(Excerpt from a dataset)

○ ○ ○ ○ ○

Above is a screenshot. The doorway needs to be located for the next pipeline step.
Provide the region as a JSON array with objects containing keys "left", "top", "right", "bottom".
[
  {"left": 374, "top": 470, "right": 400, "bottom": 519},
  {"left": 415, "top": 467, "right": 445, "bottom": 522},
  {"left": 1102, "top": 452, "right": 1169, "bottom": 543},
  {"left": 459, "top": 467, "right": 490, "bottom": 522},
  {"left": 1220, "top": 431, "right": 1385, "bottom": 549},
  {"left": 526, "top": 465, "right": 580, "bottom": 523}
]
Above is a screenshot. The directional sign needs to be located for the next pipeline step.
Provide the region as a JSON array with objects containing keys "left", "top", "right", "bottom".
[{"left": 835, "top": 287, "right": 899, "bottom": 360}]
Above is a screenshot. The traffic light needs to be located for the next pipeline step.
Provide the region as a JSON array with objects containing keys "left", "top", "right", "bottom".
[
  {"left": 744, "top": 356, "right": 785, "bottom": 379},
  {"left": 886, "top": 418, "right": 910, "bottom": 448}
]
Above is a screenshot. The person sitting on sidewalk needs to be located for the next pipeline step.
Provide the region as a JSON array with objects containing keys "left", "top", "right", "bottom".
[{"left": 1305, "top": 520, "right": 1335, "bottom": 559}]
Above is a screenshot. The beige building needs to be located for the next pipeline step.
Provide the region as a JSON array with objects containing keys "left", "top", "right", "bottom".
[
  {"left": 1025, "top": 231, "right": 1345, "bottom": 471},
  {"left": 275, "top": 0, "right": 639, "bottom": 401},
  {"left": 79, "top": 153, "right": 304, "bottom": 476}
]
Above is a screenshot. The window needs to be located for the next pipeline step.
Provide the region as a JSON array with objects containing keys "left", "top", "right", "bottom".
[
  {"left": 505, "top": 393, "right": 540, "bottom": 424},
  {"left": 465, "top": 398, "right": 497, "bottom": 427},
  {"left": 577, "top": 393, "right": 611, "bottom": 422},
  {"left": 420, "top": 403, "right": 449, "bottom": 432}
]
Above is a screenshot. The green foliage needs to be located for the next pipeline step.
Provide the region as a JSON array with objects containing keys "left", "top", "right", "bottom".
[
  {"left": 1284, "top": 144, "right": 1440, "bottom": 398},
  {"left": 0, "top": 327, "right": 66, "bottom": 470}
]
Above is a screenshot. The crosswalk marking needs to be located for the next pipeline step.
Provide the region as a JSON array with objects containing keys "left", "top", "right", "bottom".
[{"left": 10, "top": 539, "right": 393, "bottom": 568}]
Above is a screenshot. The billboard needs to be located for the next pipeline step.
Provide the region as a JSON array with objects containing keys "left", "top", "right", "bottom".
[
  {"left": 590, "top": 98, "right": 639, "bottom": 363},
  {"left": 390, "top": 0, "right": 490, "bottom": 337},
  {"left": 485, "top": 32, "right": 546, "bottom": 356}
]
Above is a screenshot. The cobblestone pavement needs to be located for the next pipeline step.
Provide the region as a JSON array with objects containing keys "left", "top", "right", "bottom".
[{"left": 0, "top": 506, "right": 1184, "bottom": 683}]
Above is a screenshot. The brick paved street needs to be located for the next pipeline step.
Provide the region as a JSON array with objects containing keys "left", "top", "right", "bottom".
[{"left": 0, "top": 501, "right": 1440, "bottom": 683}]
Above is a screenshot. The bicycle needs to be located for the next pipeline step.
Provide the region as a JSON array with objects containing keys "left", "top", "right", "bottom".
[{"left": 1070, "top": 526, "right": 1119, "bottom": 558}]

○ ○ ○ ○ ○

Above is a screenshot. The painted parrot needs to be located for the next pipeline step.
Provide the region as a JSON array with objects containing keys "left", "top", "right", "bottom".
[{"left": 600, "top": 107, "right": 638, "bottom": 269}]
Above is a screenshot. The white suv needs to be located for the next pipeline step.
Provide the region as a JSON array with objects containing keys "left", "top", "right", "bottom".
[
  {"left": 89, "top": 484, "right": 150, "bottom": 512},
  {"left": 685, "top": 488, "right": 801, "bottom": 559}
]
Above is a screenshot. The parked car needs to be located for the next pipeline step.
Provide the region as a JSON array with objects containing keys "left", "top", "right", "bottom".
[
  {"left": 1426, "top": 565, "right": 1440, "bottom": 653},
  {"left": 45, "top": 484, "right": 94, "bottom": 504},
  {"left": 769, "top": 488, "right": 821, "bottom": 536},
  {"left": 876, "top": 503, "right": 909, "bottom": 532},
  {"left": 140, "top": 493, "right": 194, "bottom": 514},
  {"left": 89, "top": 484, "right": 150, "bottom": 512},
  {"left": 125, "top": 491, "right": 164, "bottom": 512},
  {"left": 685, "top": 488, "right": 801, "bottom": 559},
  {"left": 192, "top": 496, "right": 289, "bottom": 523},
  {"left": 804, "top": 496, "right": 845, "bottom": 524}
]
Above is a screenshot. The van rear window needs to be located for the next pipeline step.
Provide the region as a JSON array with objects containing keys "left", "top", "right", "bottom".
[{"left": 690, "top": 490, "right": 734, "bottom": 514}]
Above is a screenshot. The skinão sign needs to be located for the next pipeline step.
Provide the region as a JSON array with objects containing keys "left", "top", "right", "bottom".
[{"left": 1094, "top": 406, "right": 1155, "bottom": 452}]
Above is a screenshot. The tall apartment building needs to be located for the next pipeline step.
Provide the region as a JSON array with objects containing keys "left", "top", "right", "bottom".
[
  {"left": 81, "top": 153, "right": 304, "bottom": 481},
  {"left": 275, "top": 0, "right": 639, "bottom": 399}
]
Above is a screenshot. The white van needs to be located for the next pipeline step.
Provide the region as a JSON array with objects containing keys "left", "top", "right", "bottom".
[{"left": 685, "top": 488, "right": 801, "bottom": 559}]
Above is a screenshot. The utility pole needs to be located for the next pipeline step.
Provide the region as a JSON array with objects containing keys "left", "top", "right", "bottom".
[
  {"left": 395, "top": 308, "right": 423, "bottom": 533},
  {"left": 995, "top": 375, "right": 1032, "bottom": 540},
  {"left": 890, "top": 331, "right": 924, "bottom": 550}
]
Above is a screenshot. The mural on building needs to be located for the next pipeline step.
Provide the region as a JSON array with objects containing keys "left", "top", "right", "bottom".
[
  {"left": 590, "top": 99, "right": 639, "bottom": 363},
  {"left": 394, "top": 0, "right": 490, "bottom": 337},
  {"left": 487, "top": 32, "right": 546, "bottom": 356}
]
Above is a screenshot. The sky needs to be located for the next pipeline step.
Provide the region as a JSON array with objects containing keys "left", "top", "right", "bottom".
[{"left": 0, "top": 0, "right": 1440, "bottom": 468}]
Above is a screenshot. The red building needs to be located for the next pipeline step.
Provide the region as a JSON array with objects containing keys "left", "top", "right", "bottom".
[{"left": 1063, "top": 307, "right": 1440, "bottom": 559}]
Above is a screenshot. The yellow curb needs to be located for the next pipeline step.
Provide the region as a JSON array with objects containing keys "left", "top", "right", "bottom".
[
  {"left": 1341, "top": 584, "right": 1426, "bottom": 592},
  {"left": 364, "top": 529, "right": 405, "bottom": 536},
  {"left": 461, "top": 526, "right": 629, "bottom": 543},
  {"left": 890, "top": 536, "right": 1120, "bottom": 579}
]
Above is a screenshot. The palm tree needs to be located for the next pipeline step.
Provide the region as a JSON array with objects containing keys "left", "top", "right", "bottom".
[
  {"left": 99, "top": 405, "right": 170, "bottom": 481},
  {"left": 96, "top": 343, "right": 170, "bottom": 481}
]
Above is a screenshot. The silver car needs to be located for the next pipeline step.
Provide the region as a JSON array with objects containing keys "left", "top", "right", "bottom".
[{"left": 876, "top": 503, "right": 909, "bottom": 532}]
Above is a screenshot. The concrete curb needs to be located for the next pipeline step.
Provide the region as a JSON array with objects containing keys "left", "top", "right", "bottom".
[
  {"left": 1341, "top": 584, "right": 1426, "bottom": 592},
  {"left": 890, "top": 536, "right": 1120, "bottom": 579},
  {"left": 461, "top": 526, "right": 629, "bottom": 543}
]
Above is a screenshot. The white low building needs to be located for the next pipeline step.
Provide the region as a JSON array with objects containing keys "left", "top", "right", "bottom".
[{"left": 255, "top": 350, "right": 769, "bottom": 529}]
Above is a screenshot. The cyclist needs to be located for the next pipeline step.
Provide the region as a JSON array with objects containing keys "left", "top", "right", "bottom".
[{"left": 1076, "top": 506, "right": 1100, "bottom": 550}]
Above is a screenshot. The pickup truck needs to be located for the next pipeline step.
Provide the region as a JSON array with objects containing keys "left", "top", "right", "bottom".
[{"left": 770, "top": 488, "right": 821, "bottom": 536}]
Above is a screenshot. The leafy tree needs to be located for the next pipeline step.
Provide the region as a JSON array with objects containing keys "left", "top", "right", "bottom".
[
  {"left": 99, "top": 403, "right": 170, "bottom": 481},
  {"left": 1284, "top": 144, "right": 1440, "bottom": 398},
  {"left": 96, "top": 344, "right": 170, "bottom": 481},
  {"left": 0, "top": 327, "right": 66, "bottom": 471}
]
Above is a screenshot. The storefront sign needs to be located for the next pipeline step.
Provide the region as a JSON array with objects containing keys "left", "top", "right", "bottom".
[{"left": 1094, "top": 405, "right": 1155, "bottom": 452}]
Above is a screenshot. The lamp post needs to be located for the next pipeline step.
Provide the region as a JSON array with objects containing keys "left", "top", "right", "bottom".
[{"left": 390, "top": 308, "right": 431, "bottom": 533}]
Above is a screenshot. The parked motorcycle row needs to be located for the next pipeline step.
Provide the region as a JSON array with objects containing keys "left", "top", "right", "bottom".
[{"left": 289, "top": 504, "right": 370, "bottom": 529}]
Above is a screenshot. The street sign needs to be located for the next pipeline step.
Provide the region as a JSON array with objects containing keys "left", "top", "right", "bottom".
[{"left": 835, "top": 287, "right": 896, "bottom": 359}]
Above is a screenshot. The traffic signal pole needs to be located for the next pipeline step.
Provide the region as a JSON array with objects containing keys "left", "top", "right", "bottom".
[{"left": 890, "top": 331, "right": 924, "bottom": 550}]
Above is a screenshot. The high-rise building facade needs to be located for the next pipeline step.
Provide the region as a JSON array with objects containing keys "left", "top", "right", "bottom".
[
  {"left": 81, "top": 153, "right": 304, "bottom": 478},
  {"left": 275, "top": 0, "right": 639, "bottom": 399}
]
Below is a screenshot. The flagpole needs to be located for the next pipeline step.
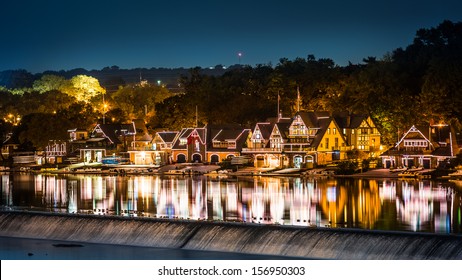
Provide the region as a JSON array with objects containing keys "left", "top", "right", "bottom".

○ ○ ○ ○ ○

Count the lines in the records above that contain the string "window", treating uppercase and lowercase as different. Reply with the number only.

§ Answer to the task: 2